* [TO DO] Starting at the first of the lines below and ending at the line containing "column 50, row 9", write those lines out again with "lamp post" substituted for "tree" and nothing else changed.

* [Location identification items]
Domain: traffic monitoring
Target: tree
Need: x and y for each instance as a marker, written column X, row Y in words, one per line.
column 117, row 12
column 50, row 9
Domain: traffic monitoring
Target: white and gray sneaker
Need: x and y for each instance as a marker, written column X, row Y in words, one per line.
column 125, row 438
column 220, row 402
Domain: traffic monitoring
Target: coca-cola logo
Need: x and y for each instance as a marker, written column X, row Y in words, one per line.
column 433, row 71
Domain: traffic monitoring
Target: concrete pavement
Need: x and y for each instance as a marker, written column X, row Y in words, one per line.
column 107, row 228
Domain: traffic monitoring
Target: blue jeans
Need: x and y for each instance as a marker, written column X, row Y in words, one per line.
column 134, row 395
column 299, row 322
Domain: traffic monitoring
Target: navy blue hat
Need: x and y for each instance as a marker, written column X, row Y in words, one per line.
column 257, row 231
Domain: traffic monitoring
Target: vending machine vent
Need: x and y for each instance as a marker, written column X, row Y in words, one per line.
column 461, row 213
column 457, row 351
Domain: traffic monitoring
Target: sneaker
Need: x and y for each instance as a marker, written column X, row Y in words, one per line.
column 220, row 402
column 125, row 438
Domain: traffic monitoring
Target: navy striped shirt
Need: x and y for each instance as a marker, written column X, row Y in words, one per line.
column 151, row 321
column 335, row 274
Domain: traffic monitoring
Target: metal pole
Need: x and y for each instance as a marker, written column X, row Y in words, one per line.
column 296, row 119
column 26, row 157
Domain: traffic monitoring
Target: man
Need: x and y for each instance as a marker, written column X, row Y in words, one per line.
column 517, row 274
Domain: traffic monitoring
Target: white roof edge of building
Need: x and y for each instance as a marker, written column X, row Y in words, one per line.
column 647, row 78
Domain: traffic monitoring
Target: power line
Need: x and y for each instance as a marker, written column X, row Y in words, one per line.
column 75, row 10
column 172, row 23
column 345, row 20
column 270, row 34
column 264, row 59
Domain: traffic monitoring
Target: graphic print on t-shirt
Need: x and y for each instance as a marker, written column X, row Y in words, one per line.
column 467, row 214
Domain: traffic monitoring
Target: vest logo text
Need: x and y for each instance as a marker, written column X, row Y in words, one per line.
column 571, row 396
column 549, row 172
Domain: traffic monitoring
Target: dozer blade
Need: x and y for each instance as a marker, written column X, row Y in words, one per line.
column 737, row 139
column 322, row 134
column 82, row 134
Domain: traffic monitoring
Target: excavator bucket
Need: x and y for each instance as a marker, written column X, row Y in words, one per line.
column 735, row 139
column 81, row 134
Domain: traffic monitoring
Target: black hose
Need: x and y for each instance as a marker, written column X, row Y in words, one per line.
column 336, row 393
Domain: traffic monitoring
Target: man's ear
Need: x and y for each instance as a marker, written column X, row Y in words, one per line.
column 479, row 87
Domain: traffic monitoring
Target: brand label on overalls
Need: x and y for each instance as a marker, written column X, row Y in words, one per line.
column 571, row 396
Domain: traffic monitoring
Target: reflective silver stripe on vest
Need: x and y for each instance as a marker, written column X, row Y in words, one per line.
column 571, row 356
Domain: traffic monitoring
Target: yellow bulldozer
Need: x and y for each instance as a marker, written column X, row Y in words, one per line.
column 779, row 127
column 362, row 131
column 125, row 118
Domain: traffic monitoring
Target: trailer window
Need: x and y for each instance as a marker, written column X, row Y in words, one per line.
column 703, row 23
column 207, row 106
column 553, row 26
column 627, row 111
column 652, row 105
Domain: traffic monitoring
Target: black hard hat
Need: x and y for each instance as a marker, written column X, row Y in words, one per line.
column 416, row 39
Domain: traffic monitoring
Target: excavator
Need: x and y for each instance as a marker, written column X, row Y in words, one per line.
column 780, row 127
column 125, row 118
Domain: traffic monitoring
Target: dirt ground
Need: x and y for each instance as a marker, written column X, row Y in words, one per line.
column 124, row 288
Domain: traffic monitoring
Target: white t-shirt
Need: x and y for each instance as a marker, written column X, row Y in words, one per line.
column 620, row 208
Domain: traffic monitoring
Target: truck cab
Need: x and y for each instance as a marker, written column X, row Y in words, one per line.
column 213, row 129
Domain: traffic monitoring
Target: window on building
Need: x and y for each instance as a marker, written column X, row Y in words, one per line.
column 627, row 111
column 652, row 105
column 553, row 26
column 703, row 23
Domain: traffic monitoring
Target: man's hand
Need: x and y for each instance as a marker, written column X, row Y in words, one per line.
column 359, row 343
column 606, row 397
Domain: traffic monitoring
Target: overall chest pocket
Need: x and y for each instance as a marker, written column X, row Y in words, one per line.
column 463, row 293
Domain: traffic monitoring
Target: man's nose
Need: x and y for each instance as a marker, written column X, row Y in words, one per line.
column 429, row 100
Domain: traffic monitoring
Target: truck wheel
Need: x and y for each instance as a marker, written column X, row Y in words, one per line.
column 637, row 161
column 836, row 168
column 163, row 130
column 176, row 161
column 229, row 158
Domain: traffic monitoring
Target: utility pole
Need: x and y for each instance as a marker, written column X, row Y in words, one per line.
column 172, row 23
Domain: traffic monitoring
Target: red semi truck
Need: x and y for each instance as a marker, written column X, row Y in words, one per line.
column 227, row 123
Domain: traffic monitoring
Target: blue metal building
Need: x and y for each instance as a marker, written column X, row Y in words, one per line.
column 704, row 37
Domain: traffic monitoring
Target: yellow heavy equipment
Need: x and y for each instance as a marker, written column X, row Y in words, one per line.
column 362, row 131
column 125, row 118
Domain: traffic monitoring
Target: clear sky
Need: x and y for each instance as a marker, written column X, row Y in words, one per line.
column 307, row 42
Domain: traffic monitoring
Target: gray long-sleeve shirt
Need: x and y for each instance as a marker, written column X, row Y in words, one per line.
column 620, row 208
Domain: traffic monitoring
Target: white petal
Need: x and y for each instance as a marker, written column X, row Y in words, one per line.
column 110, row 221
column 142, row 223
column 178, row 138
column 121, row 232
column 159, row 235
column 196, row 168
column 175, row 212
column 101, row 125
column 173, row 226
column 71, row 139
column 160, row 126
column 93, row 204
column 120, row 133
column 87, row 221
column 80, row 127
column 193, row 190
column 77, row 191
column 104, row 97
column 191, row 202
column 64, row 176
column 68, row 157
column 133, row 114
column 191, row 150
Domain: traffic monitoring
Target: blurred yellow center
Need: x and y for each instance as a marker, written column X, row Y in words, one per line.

* [RESPONSE FOR THIS EXERCISE]
Domain: traffic monitoring
Target: lamp post
Need: x and y for each instance as a marker, written column X, row Y in words, one per line.
column 117, row 12
column 50, row 9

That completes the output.